- The exercise -
Repeat word for word the part of the reading post below starting with "After that I" and going on through "have high hopes.".

- Given passage -
THUS of late I have tried to actually DO some reading when I have a spare moment and it has been GRATE. The process had been greatly helped by a) the huge pile of COMICS collections what I have bought recently and b) the release of the Arthur C Clarke Award Shortlist. This latter is something I have got well into over the past few years, as it is a GRATE way to find out about some Exciting New Science Fiction (and also some Rather Dull New Science Fiction) and so I have endeavoured to READ the whole shortlist each year.

This has always brought up some BRILLO new stuff, and this year the ESPECIALLY BRILLO book it has so far given me has been Some Desperate Glory by Emily Tish. This is a PROPER old-fashioned sci-fi story about SPACE MARINES but is also DEAD MOVING and EXCITING and full of ACTUAL CHARACTERS doing INTERESTING THINGS and I flipping loved it. Sadly the fact that is was so full of EXCITEMENT meant that the next book I read, In Ascension, was a huge disappointment as it spent about A MONTH plodding along while some quite dull people had unhappy lives that led to them finding A Big Hole In The Sea. I got about 25% of the way through and gave up - the nice thing about reading on Kindle is that a) it tells you how much you've read quite precisely and b) doesn't feel like such a big deal to just pack a book in when you're fed up with it. Usually the book I find most boring is the one that wins, so if any Prospective Tory Candidates are reading this I suggest you pop down to the bookies now!

After that I read The Ten Per Cent Thief by Lavanya Lakshminarayan, which was somewhere in between. It was RAMMED with a LOT of IDEAS and SATIRE and MORE IDEAS so that it felt very 2000AD-ish, but sadly without much of the actual HUMOUR or Interesting Characters you get in The Galaxy's Greatest Comic. It was like one of those hyper-detailed splash pages that some artists (I'm thinking Chris Burnham, although I know he's not really DONE much 2000AD) do, where there's lots to see but it doesn't really tell a story in itself. It was all right though! I'm now onto The Mountain In The Sea by Ray Nayler, which is ALSO about the sea but in this case moves along at quite a clip and features ROBOTS and also MONSTERS, and so I have high hopes.

MEANWHILE I have also been reading through the big pile of COMICS what I either bought in Brighton OR got with BIRTHDAY VOUCHERS. I've just read the latest collection of Ryan North's "Fantastic Four", which was ACE, and the similarly ACE second volume of "Black Hammer". Sadly I have ALSO finally read "Doomsday Clock", which is probably the worst comic EVER. I say this not because it's incompetently done - it isn't, with perfectly pleasant art and annoyingly Quite Exciting plotting sometimes - but because it is such a horrendous and vile misunderstanding and misappropriation of the original "Watchmen" which it claims to be based on.

- Records -
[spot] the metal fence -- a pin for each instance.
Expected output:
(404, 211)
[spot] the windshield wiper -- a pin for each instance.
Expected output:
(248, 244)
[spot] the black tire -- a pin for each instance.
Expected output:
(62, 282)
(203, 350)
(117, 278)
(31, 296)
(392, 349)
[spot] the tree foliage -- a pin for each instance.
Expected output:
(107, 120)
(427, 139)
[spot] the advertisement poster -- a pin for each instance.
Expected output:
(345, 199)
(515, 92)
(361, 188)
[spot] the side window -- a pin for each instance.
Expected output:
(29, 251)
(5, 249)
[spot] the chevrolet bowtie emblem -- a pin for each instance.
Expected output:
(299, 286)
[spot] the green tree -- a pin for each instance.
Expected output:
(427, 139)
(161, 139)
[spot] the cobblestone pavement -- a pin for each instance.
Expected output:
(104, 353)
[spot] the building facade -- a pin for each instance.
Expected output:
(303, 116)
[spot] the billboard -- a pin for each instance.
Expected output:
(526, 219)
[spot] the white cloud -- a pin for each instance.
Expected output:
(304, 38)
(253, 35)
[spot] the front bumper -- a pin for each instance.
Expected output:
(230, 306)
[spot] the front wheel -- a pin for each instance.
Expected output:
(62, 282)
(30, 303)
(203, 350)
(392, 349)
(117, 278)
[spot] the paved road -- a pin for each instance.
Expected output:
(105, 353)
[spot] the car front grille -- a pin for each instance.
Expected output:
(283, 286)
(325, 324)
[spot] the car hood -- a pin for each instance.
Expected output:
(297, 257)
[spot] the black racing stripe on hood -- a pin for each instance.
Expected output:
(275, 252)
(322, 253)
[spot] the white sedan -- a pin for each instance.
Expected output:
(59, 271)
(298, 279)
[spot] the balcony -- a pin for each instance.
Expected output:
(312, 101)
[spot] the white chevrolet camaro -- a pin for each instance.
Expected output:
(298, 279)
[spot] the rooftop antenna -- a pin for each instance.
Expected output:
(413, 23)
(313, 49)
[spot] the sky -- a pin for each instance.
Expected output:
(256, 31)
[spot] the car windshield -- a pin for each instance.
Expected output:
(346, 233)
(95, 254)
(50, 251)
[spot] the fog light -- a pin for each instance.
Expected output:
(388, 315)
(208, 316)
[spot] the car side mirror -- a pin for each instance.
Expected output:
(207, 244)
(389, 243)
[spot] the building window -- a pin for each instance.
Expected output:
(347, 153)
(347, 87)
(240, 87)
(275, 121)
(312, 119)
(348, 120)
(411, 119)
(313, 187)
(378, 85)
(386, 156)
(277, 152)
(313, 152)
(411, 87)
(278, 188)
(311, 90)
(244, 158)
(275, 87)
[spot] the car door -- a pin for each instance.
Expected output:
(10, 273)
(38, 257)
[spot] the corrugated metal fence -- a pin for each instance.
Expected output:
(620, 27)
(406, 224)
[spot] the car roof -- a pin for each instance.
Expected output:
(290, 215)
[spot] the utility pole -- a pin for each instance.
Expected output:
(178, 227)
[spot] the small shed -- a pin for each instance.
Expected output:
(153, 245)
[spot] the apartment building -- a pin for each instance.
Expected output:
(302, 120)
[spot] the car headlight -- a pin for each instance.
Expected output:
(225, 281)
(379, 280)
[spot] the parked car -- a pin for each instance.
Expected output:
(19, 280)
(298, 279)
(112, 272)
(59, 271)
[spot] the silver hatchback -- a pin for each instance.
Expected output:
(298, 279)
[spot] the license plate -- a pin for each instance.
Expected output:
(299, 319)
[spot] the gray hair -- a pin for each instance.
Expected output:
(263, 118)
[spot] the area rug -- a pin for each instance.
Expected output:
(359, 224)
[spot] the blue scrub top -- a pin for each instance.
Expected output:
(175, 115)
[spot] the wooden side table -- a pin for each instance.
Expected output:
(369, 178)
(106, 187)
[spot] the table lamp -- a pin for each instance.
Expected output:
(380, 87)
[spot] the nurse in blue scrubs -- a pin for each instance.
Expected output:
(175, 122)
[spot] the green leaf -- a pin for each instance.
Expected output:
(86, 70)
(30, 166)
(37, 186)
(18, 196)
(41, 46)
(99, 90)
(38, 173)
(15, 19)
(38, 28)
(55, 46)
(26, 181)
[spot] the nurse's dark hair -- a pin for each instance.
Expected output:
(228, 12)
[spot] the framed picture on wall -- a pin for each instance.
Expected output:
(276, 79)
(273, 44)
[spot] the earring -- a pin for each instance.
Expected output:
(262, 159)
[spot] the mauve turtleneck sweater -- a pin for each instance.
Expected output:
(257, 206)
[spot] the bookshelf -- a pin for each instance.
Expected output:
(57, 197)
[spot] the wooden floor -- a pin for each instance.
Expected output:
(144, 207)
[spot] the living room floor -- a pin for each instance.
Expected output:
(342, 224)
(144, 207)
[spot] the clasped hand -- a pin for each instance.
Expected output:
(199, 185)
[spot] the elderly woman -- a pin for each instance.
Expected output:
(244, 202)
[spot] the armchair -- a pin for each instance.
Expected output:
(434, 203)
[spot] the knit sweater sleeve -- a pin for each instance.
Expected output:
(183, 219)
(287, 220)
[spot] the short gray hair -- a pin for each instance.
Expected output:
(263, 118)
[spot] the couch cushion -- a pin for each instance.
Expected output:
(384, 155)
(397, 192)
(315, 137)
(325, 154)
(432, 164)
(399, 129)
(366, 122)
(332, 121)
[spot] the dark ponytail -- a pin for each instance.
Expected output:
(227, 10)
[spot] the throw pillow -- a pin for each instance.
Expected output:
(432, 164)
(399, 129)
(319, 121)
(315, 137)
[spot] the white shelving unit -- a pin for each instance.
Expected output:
* * *
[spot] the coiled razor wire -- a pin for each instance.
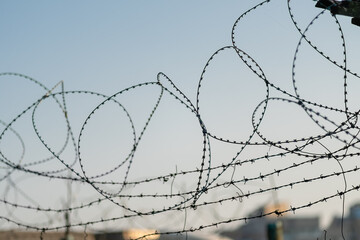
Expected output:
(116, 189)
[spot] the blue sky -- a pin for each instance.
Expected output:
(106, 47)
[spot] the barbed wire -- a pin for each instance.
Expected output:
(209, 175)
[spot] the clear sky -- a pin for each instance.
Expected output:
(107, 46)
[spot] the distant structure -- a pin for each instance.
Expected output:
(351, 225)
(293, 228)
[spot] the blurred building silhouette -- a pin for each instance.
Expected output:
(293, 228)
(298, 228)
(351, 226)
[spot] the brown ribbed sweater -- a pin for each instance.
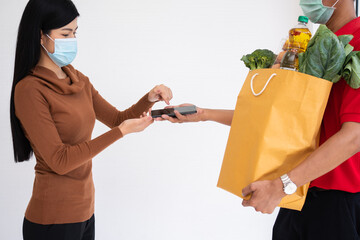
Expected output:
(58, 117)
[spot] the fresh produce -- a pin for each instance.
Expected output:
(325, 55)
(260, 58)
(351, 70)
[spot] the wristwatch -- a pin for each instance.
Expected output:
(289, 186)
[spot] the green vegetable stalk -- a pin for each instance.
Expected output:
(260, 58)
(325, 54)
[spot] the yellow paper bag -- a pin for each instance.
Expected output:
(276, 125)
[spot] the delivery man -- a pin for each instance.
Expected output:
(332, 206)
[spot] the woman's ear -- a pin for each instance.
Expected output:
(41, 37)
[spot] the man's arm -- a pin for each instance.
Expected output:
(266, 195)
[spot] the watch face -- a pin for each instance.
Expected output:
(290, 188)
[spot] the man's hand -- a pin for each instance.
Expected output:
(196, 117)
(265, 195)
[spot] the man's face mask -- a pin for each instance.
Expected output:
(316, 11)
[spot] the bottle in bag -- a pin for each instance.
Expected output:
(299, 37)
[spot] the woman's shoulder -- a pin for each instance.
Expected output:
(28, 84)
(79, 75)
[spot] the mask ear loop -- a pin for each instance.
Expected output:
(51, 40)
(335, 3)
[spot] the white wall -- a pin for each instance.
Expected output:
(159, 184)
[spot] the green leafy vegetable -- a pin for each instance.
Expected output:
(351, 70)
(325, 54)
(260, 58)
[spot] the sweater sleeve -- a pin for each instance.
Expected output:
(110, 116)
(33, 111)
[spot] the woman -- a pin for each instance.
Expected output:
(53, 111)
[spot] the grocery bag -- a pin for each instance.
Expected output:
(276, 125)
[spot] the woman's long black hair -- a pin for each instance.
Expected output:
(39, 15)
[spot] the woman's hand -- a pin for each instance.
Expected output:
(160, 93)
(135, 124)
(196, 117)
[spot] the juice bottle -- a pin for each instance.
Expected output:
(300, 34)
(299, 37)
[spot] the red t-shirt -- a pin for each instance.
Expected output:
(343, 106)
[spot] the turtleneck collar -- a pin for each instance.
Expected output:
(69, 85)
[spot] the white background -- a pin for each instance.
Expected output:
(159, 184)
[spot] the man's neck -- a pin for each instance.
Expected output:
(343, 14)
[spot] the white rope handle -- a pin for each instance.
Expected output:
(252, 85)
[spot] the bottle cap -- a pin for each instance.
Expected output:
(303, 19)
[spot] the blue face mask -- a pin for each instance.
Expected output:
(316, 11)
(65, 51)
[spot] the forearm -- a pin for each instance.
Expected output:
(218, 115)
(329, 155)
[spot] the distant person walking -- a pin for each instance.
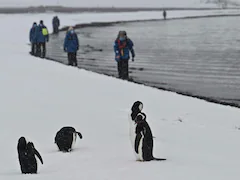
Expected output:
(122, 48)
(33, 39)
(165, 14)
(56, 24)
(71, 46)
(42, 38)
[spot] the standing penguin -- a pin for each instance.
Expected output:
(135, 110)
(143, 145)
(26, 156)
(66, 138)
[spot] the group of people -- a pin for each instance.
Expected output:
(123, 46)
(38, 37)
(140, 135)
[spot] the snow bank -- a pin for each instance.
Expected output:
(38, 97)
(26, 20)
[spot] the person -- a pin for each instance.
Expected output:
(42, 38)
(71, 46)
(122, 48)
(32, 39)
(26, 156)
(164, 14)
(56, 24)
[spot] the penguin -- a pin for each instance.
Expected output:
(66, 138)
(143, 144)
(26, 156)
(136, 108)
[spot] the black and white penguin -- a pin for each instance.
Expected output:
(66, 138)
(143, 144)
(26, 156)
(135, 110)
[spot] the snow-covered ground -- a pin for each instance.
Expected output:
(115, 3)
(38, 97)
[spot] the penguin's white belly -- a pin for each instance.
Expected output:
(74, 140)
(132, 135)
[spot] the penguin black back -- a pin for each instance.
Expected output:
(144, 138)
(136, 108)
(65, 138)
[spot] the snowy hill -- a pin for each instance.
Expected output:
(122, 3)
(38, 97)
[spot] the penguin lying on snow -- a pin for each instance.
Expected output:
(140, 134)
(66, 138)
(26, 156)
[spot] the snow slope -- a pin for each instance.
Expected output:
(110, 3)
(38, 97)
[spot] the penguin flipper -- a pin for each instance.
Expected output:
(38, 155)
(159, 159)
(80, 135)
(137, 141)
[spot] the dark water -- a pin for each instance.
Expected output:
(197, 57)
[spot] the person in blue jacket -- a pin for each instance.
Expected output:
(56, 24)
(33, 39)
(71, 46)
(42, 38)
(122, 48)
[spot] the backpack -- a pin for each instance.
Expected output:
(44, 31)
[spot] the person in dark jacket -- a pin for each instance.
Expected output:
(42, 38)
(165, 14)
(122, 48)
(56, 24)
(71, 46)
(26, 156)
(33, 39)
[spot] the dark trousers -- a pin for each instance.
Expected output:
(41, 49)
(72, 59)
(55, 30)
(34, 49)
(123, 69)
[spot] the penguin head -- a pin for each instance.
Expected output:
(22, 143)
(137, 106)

- Solution for this problem -
After that I read The Ten Per Cent Thief by Lavanya Lakshminarayan, which was somewhere in between. It was RAMMED with a LOT of IDEAS and SATIRE and MORE IDEAS so that it felt very 2000AD-ish, but sadly without much of the actual HUMOUR or Interesting Characters you get in The Galaxy's Greatest Comic. It was like one of those hyper-detailed splash pages that some artists (I'm thinking Chris Burnham, although I know he's not really DONE much 2000AD) do, where there's lots to see but it doesn't really tell a story in itself. It was all right though! I'm now onto The Mountain In The Sea by Ray Nayler, which is ALSO about the sea but in this case moves along at quite a clip and features ROBOTS and also MONSTERS, and so I have high hopes.